┌─ AVAILABLE DATA

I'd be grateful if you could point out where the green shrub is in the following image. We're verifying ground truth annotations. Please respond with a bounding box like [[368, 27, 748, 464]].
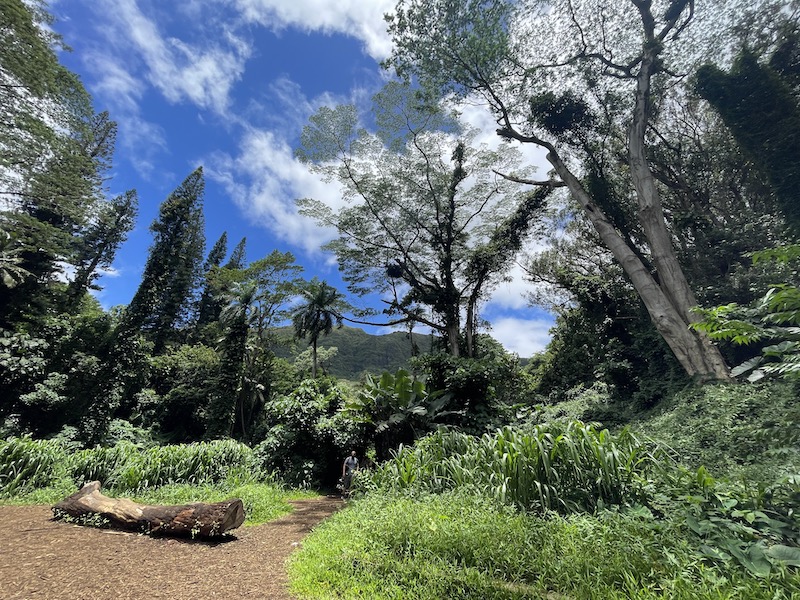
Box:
[[113, 440, 261, 490], [631, 382, 800, 484], [366, 421, 658, 513], [289, 492, 800, 600], [0, 437, 67, 496]]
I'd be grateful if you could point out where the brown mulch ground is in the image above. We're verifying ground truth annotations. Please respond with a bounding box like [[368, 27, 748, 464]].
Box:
[[0, 496, 343, 600]]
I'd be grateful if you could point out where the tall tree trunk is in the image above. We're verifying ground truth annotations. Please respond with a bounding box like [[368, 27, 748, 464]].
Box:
[[311, 337, 317, 379], [547, 149, 730, 380]]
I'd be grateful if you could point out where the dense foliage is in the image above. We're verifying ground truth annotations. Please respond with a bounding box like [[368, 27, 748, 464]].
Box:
[[0, 0, 800, 599]]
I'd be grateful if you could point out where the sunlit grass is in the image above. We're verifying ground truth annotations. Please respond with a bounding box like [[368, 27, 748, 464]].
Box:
[[289, 493, 800, 600]]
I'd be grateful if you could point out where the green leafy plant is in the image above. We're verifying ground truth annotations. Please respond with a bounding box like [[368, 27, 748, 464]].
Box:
[[691, 245, 800, 382]]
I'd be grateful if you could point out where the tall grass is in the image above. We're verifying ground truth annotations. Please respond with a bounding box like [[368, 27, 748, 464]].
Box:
[[0, 438, 272, 497], [0, 437, 67, 494], [289, 491, 800, 600], [366, 421, 661, 513]]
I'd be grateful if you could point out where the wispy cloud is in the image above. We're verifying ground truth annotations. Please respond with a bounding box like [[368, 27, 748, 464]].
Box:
[[206, 130, 341, 254], [234, 0, 395, 60], [103, 0, 251, 114], [84, 51, 167, 179], [490, 317, 553, 358]]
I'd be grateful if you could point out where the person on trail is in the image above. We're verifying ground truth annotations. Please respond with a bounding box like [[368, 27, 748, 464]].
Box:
[[342, 450, 358, 496]]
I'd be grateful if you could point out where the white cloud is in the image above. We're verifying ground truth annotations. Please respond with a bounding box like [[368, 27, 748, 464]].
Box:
[[205, 130, 342, 253], [490, 317, 553, 358], [84, 52, 167, 179], [234, 0, 395, 60], [488, 264, 531, 310], [104, 0, 251, 114]]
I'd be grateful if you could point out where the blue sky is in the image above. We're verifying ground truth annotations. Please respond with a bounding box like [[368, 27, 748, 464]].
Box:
[[50, 0, 552, 356]]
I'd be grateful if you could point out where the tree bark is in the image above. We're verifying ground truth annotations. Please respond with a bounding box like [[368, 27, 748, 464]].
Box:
[[547, 148, 730, 380], [53, 481, 244, 538]]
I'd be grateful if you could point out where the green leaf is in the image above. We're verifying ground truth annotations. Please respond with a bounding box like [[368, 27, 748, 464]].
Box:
[[766, 544, 800, 567]]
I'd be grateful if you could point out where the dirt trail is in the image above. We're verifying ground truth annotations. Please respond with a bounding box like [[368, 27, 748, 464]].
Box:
[[0, 496, 342, 600]]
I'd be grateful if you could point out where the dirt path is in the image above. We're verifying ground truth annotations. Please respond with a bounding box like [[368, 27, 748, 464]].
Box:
[[0, 496, 342, 600]]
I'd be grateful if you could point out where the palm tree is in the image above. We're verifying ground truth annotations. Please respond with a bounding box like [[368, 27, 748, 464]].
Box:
[[292, 278, 346, 379], [0, 230, 31, 288]]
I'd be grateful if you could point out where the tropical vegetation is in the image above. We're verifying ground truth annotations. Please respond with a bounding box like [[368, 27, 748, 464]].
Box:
[[0, 0, 800, 599]]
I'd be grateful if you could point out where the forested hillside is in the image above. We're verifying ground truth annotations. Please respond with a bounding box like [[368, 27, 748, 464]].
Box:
[[275, 326, 432, 381], [0, 0, 800, 600]]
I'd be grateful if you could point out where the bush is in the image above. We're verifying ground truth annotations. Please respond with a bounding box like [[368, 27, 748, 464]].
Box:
[[0, 437, 67, 496], [289, 492, 800, 600], [631, 382, 800, 484], [373, 421, 659, 513]]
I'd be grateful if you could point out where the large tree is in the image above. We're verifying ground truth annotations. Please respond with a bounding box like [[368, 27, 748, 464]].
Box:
[[298, 82, 546, 356], [0, 0, 135, 326], [389, 0, 795, 379], [208, 250, 302, 439], [292, 279, 346, 379], [122, 167, 205, 353]]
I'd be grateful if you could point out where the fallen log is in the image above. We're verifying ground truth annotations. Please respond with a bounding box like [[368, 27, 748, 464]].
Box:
[[53, 481, 244, 537]]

└─

Can you gather every line of the material above that contains the word "tall", treating uppercase and lowercase as different?

I'd be grateful if you could point out where the tall tree trunk is in the image above. We're verifying ground truth annotations. Please respond with a bounding box like [[368, 27, 748, 464]].
I'd be grateful if you could point out where the tall grass is in the image above. We're verifying ground truth annotations. Please respond with a bounding box like [[368, 27, 748, 464]].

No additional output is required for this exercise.